Do this
Can you write out all of the following data line for line, changing nothing?

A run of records
::::::::
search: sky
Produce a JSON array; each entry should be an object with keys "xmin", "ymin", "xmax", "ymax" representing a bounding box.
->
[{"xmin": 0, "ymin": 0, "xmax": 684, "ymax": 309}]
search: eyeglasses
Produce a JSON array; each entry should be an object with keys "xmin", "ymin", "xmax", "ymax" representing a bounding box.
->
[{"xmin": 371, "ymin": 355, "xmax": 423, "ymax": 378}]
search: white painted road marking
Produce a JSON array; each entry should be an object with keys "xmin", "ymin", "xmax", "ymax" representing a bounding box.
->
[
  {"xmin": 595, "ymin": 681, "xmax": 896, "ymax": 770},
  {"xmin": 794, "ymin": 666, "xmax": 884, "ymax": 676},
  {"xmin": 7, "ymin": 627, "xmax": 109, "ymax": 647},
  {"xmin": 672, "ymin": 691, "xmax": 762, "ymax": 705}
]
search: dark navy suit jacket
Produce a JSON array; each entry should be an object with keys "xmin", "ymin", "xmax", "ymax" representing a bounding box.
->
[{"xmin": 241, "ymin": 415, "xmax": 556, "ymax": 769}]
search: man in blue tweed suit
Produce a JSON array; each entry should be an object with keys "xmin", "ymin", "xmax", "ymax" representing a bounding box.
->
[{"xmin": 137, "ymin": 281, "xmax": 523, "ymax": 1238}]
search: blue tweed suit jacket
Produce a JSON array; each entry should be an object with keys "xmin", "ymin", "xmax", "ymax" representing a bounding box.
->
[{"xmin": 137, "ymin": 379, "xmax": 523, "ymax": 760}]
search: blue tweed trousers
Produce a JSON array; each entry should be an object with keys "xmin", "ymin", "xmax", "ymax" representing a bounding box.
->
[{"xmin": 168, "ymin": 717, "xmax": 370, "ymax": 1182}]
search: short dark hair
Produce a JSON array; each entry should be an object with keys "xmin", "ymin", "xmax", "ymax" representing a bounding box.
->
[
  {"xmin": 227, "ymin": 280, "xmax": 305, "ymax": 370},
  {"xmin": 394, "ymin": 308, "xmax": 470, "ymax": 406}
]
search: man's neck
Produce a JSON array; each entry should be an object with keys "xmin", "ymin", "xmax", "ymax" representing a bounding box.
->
::::::::
Expected answer
search: sky
Produce a JSON array; each entry should be an object with keys "xmin", "ymin", "xmax", "ymax" representing a bounding box.
->
[{"xmin": 0, "ymin": 0, "xmax": 684, "ymax": 309}]
search: eyeglasses
Produce a JSON array; each entry should be an object with keys "xmin", "ymin", "xmax", "ymax" representing a bounding box.
->
[{"xmin": 371, "ymin": 355, "xmax": 423, "ymax": 378}]
search: white painted road marking
Produce a JSON array; each entry should be an object with keys "xmin", "ymin", "xmax", "ymax" representing a bounding box.
->
[
  {"xmin": 595, "ymin": 681, "xmax": 896, "ymax": 770},
  {"xmin": 794, "ymin": 666, "xmax": 884, "ymax": 676},
  {"xmin": 7, "ymin": 627, "xmax": 109, "ymax": 647},
  {"xmin": 672, "ymin": 691, "xmax": 762, "ymax": 705}
]
search: dark navy suit jacket
Produce a JSON array; each entry should be an object with keys "xmin", "ymin", "xmax", "ymax" representing a bounding box.
->
[{"xmin": 241, "ymin": 415, "xmax": 556, "ymax": 769}]
search: man in blue tweed suit
Produce a JSON array; each entry should be an object with keys "xmin", "ymin", "xmax", "ymax" representing a bounding box.
->
[{"xmin": 137, "ymin": 281, "xmax": 523, "ymax": 1238}]
search: blue tweed suit jacket
Produce a JSON array; each entry should be an object with keys "xmin", "ymin", "xmax", "ymax" representing a bounding box.
->
[{"xmin": 137, "ymin": 379, "xmax": 523, "ymax": 760}]
search: blue tweed trousers
Produce a JSON array; each entry should be an object with keys "xmin", "ymin", "xmax", "ymax" representing a bounding box.
->
[{"xmin": 168, "ymin": 717, "xmax": 370, "ymax": 1182}]
search: short dark hair
Produce a JSON array; each entry should be an object with keys "xmin", "ymin", "xmax", "ymax" representing a bounding box.
->
[
  {"xmin": 227, "ymin": 280, "xmax": 305, "ymax": 370},
  {"xmin": 394, "ymin": 308, "xmax": 470, "ymax": 406}
]
search: man's neck
Produce a JSON array; each entry should be an object with keys "xmin", "ymin", "xmax", "ymax" representing a bounding box.
->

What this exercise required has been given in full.